■ Task brief:
No line before the one containing "Phrase: elephant body" is to be output; retype exactly that line and all lines that follow it to the end of the records.

Natural language region descriptions:
- - -

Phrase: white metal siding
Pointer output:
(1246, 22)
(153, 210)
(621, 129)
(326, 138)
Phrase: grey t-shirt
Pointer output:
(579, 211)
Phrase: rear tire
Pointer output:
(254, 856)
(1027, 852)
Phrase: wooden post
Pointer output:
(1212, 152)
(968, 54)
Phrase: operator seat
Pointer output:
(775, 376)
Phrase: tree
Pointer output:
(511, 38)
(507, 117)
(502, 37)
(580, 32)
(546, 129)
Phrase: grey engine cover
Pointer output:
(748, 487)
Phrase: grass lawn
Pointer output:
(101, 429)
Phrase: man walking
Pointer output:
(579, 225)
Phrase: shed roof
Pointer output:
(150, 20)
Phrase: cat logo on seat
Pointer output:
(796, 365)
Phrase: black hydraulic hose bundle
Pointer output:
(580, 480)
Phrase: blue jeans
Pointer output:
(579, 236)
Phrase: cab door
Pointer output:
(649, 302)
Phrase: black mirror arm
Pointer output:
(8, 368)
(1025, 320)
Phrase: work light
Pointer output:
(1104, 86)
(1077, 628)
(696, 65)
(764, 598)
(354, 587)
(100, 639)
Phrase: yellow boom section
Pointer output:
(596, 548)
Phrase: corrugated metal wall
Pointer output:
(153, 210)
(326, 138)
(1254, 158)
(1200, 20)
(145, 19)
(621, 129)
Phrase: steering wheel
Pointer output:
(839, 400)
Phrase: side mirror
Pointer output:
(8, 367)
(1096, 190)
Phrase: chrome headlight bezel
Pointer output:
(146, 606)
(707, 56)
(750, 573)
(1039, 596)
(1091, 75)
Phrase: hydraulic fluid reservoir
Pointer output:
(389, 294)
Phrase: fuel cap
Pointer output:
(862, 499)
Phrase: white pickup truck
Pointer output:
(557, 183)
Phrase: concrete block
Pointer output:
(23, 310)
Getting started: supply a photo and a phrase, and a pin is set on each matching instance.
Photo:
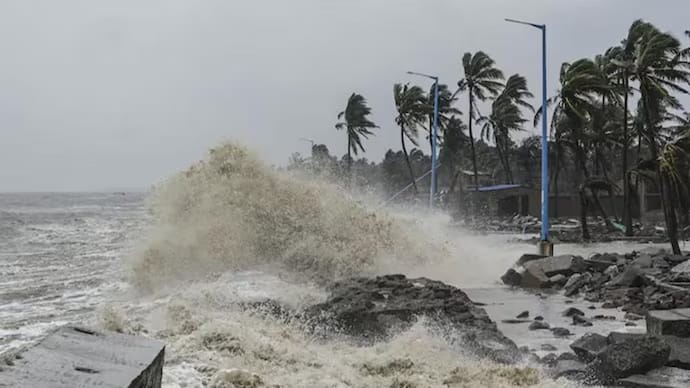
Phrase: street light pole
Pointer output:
(434, 135)
(545, 247)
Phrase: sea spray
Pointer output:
(231, 212)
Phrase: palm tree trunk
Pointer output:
(349, 155)
(669, 212)
(627, 204)
(664, 186)
(504, 161)
(474, 156)
(557, 172)
(407, 159)
(583, 214)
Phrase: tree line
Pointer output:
(615, 121)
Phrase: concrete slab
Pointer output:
(74, 357)
(658, 378)
(669, 322)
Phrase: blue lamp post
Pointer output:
(434, 135)
(545, 247)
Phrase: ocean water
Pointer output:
(175, 264)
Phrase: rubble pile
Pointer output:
(636, 282)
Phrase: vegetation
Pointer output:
(616, 121)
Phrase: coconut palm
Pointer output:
(623, 59)
(658, 70)
(506, 117)
(482, 79)
(410, 103)
(454, 140)
(446, 110)
(358, 126)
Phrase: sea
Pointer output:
(177, 262)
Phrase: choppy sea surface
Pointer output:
(64, 258)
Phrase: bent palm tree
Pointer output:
(357, 124)
(410, 103)
(507, 117)
(481, 78)
(658, 70)
(446, 111)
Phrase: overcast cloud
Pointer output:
(101, 95)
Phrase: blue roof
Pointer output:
(498, 187)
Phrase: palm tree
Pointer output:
(507, 117)
(454, 140)
(357, 124)
(446, 111)
(658, 69)
(410, 103)
(481, 78)
(623, 58)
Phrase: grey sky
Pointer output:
(118, 94)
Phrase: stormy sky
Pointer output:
(106, 95)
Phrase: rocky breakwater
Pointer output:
(371, 309)
(636, 282)
(651, 284)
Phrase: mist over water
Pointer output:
(231, 212)
(231, 230)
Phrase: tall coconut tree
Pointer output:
(446, 110)
(507, 117)
(355, 120)
(658, 70)
(481, 80)
(623, 58)
(410, 103)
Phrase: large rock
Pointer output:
(631, 277)
(576, 282)
(374, 308)
(658, 378)
(680, 352)
(76, 357)
(669, 322)
(630, 357)
(588, 346)
(534, 277)
(559, 265)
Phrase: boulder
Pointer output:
(576, 282)
(571, 369)
(612, 271)
(631, 277)
(630, 357)
(534, 277)
(527, 257)
(616, 337)
(588, 346)
(682, 267)
(558, 280)
(579, 320)
(570, 311)
(539, 325)
(633, 317)
(369, 309)
(680, 352)
(560, 332)
(658, 378)
(563, 265)
(669, 322)
(512, 277)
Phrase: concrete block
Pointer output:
(73, 357)
(669, 322)
(658, 378)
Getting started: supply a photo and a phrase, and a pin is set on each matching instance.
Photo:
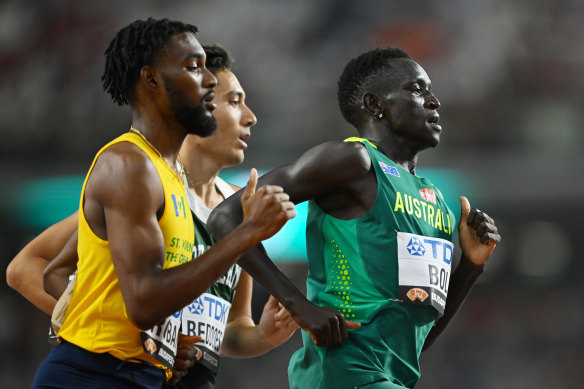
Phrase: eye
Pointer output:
(416, 89)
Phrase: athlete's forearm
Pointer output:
(243, 339)
(27, 279)
(256, 261)
(461, 284)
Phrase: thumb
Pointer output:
(352, 325)
(272, 302)
(251, 184)
(192, 339)
(464, 209)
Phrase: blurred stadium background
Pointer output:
(509, 74)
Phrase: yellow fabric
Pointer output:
(96, 318)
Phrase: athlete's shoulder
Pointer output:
(351, 157)
(126, 156)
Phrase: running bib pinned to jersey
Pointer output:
(424, 270)
(161, 340)
(207, 318)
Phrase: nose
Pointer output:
(209, 79)
(248, 118)
(432, 101)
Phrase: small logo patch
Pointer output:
(417, 293)
(389, 169)
(416, 247)
(428, 195)
(150, 345)
(197, 307)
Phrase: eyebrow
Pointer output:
(236, 93)
(194, 55)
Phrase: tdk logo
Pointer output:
(197, 307)
(416, 247)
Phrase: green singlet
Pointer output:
(388, 270)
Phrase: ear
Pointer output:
(149, 77)
(371, 103)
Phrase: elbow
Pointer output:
(13, 276)
(47, 283)
(142, 317)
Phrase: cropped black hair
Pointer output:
(357, 75)
(218, 58)
(133, 47)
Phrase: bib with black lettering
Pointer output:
(161, 341)
(207, 315)
(424, 270)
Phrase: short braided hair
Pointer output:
(357, 77)
(218, 58)
(133, 47)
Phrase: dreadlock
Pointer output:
(218, 58)
(133, 47)
(358, 75)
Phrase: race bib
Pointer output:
(207, 318)
(424, 270)
(59, 311)
(161, 340)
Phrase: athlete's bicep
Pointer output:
(322, 170)
(130, 191)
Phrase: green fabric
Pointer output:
(353, 268)
(226, 285)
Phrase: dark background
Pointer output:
(509, 75)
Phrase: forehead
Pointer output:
(402, 71)
(227, 82)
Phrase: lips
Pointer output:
(243, 138)
(208, 98)
(434, 119)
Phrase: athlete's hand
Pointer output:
(267, 210)
(186, 354)
(477, 233)
(276, 324)
(326, 326)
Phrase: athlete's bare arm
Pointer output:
(339, 177)
(122, 204)
(243, 338)
(25, 272)
(478, 236)
(57, 272)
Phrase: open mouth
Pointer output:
(434, 119)
(243, 138)
(208, 98)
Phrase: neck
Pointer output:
(166, 139)
(201, 172)
(396, 148)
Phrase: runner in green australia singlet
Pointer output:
(353, 268)
(378, 236)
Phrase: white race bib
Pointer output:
(161, 340)
(207, 317)
(424, 269)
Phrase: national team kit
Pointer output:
(388, 270)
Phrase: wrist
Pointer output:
(468, 267)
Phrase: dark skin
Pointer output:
(124, 196)
(339, 176)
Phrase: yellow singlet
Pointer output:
(96, 318)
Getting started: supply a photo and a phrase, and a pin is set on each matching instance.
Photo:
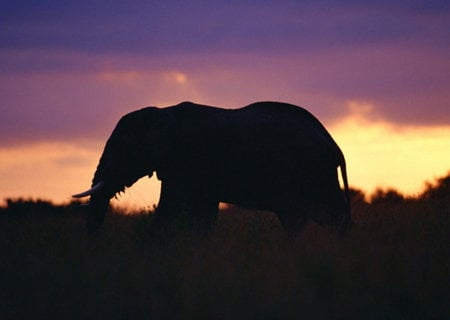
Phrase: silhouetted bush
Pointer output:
(389, 196)
(393, 264)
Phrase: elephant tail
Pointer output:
(348, 218)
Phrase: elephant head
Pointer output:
(129, 154)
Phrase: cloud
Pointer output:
(71, 69)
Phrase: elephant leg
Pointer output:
(170, 207)
(202, 213)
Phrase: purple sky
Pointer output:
(69, 69)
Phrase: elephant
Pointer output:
(269, 156)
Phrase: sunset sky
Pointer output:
(376, 73)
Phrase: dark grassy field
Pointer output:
(394, 264)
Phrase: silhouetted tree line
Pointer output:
(437, 193)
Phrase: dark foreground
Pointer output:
(394, 264)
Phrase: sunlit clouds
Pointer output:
(382, 155)
(375, 73)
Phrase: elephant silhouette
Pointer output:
(268, 155)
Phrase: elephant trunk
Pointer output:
(98, 205)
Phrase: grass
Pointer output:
(394, 264)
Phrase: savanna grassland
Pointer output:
(393, 264)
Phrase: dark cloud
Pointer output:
(321, 54)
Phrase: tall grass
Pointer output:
(394, 264)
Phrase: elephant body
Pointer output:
(268, 155)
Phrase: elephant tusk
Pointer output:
(97, 187)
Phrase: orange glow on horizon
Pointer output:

- - -

■ Expected answer:
Phrase: elephant body
Pointer output:
(268, 155)
Phrase: elephant tusk
Pointer output:
(97, 187)
Phrase: orange glow on horizon
Pointer output:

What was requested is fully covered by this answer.